◆ Task requirements: State how many lines in the listing below contain the string "snow". Give only the number.

════

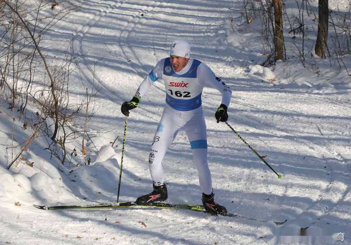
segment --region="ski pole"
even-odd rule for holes
[[[127,135],[127,121],[128,120],[128,116],[125,117],[125,121],[124,122],[124,133],[123,137],[123,145],[122,146],[122,157],[121,157],[121,164],[119,166],[119,182],[118,183],[118,192],[117,194],[117,202],[118,202],[119,199],[119,189],[121,187],[121,178],[122,178],[122,168],[123,168],[123,156],[124,153],[124,145],[125,145],[125,138]]]
[[[254,149],[252,147],[251,147],[250,146],[250,145],[249,145],[249,144],[248,144],[247,142],[246,142],[245,141],[245,140],[241,137],[241,136],[240,136],[240,135],[239,135],[239,134],[238,133],[238,132],[237,132],[235,131],[235,130],[232,127],[232,126],[231,126],[230,125],[229,125],[229,124],[228,124],[228,123],[226,121],[225,121],[225,122],[226,124],[228,126],[228,127],[229,127],[229,128],[230,128],[230,129],[232,130],[232,131],[233,132],[234,132],[234,134],[235,134],[237,135],[237,136],[238,136],[239,138],[240,138],[240,140],[241,140],[242,141],[243,141],[243,142],[244,142],[244,143],[245,143],[245,144],[246,144],[247,146],[249,147],[249,148],[250,148],[250,149],[251,149],[251,151],[252,151],[252,152],[253,152],[254,153],[255,153],[255,154],[256,154],[256,155],[257,157],[258,157],[258,158],[259,158],[260,159],[261,159],[261,161],[262,161],[262,162],[263,162],[264,163],[266,164],[266,165],[267,166],[268,166],[268,167],[269,167],[269,168],[271,169],[272,170],[272,171],[273,171],[273,172],[275,173],[275,174],[276,174],[276,175],[278,176],[278,179],[280,179],[282,177],[283,177],[283,175],[282,175],[282,174],[278,174],[278,173],[277,173],[276,172],[275,172],[275,171],[272,168],[272,167],[271,167],[270,165],[269,165],[269,164],[268,164],[267,163],[267,162],[266,162],[266,161],[265,161],[265,160],[263,159],[263,158],[262,158],[262,157],[261,156],[260,156],[260,155],[259,155],[258,153],[257,153],[257,152],[256,152],[256,151],[255,151],[255,149]]]

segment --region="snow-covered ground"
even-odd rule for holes
[[[67,2],[83,3],[83,8],[48,35],[62,40],[74,37],[77,82],[70,89],[79,99],[86,88],[98,87],[89,127],[100,133],[92,134],[88,142],[90,165],[82,164],[78,150],[73,160],[78,167],[62,165],[43,150],[45,141],[38,140],[7,170],[20,150],[13,147],[23,146],[31,133],[2,98],[0,244],[351,244],[351,77],[336,58],[308,54],[305,67],[291,54],[297,51],[287,37],[289,61],[259,65],[265,59],[260,25],[256,20],[239,26],[240,12],[229,9],[241,9],[239,1]],[[343,8],[347,6],[339,6]],[[306,49],[310,51],[315,38],[309,35]],[[217,201],[231,213],[287,222],[276,226],[184,210],[34,208],[33,204],[116,201],[125,120],[120,105],[179,39],[189,41],[193,57],[231,87],[229,123],[284,175],[278,179],[225,124],[216,122],[221,96],[206,88],[203,105]],[[343,57],[349,72],[350,60]],[[151,191],[148,150],[164,93],[157,83],[128,118],[120,201],[134,201]],[[201,203],[192,159],[186,135],[181,133],[163,160],[167,202]],[[300,236],[307,227],[307,236]],[[340,233],[343,241],[337,241]]]

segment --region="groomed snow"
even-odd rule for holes
[[[330,2],[332,8],[345,4]],[[88,127],[100,133],[87,140],[88,156],[79,150],[81,139],[71,143],[70,150],[76,147],[78,154],[72,164],[64,166],[51,158],[40,139],[7,170],[20,150],[13,147],[31,133],[1,98],[0,244],[351,244],[351,77],[344,67],[339,69],[335,58],[309,54],[305,67],[291,56],[269,68],[259,65],[265,57],[258,20],[239,28],[240,12],[229,9],[242,8],[240,1],[70,0],[63,4],[82,4],[83,9],[47,35],[63,44],[74,37],[78,57],[72,79],[77,82],[70,89],[79,101],[85,98],[86,88],[98,88]],[[314,42],[310,37],[307,49]],[[287,49],[296,52],[290,38]],[[62,55],[67,47],[48,39],[43,43],[52,48],[48,54]],[[193,57],[231,86],[229,123],[284,175],[278,179],[225,124],[216,123],[221,95],[206,88],[203,105],[217,201],[231,213],[288,221],[276,226],[184,210],[34,208],[34,204],[116,201],[125,120],[120,105],[130,99],[156,62],[168,55],[171,42],[179,39],[189,41]],[[351,71],[349,55],[343,60]],[[157,83],[128,118],[121,201],[151,191],[148,151],[164,93],[162,83]],[[84,165],[88,157],[90,164]],[[188,138],[181,133],[163,160],[167,202],[201,203],[192,159]],[[300,236],[300,229],[307,227],[309,236]],[[340,232],[344,233],[343,241],[337,241]]]

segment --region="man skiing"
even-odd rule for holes
[[[227,110],[232,91],[208,66],[199,60],[191,59],[190,52],[190,45],[187,42],[173,42],[170,57],[158,61],[142,81],[132,99],[122,104],[122,113],[129,116],[129,110],[138,106],[148,88],[157,80],[163,80],[166,104],[149,155],[153,190],[138,197],[136,202],[148,204],[167,199],[161,162],[177,133],[182,130],[186,132],[190,142],[205,209],[213,214],[225,214],[227,213],[226,208],[214,201],[211,174],[207,163],[206,125],[201,106],[201,95],[204,86],[213,87],[222,93],[222,103],[215,114],[217,122],[219,122],[228,119]]]

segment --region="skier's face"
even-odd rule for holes
[[[174,71],[180,71],[188,64],[189,61],[189,59],[184,57],[175,55],[170,56],[170,62],[172,63]]]

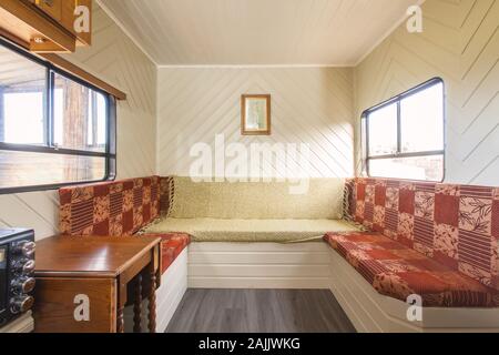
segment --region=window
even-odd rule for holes
[[[363,114],[363,155],[373,178],[444,181],[444,82],[432,79]]]
[[[108,93],[0,40],[0,193],[114,178]]]

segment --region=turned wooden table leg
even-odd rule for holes
[[[123,307],[119,307],[118,308],[118,317],[116,317],[116,333],[124,333],[124,308]]]
[[[149,332],[156,333],[156,273],[150,271],[150,291],[149,291]]]
[[[142,332],[142,275],[135,281],[135,302],[133,304],[133,333]]]

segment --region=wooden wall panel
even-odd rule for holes
[[[499,185],[499,1],[427,0],[422,14],[422,33],[409,33],[404,23],[356,68],[356,116],[440,77],[447,88],[446,181]],[[358,140],[356,151],[359,170]]]
[[[190,158],[191,148],[204,142],[213,151],[215,135],[224,134],[227,144],[247,148],[307,143],[309,176],[353,175],[352,69],[160,68],[157,85],[160,174],[189,175],[195,160]],[[245,93],[272,95],[271,136],[241,135],[241,95]],[[299,165],[299,158],[294,162]]]

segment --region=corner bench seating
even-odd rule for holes
[[[130,179],[59,190],[63,235],[133,235],[160,216],[159,176]],[[186,233],[154,233],[162,239],[162,273],[191,243]]]
[[[304,194],[286,182],[194,182],[163,178],[164,216],[145,233],[184,232],[194,242],[320,241],[328,231],[356,231],[343,216],[344,181],[312,179]]]
[[[375,179],[349,186],[352,214],[374,232],[325,241],[380,294],[418,294],[429,307],[499,306],[499,189]]]
[[[389,325],[373,327],[353,321],[358,329],[448,328],[452,322],[457,328],[499,328],[499,189],[376,179],[352,179],[346,185],[312,180],[305,195],[289,195],[285,183],[159,176],[65,187],[60,229],[70,235],[160,235],[164,272],[191,241],[223,244],[218,254],[225,255],[227,245],[240,242],[324,240],[336,251],[325,277],[348,316],[370,308],[367,323],[377,322],[369,313],[389,318]],[[349,214],[367,232],[339,220],[345,190]],[[261,246],[251,253],[256,250]],[[428,323],[407,325],[410,294],[422,297]],[[482,313],[487,308],[495,313]]]

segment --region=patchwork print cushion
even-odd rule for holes
[[[132,235],[160,215],[160,178],[140,178],[59,190],[63,235]]]
[[[161,233],[161,234],[144,234],[146,236],[161,237],[161,273],[173,264],[182,251],[191,244],[191,236],[185,233]]]
[[[328,233],[325,241],[383,295],[428,307],[497,307],[499,293],[378,233]]]
[[[357,222],[499,291],[499,187],[380,179],[347,186]]]

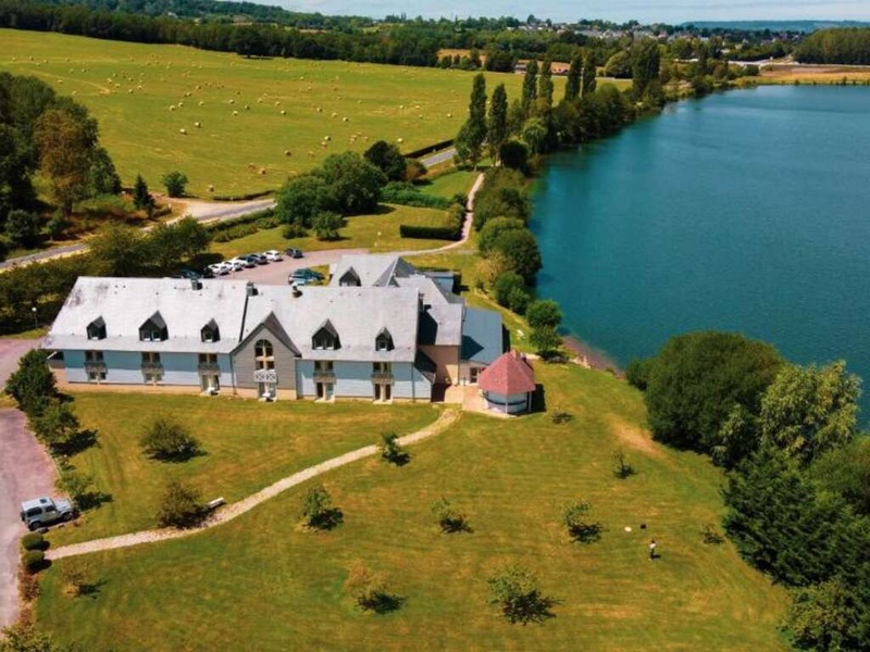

════

◆ Solution for this problem: 2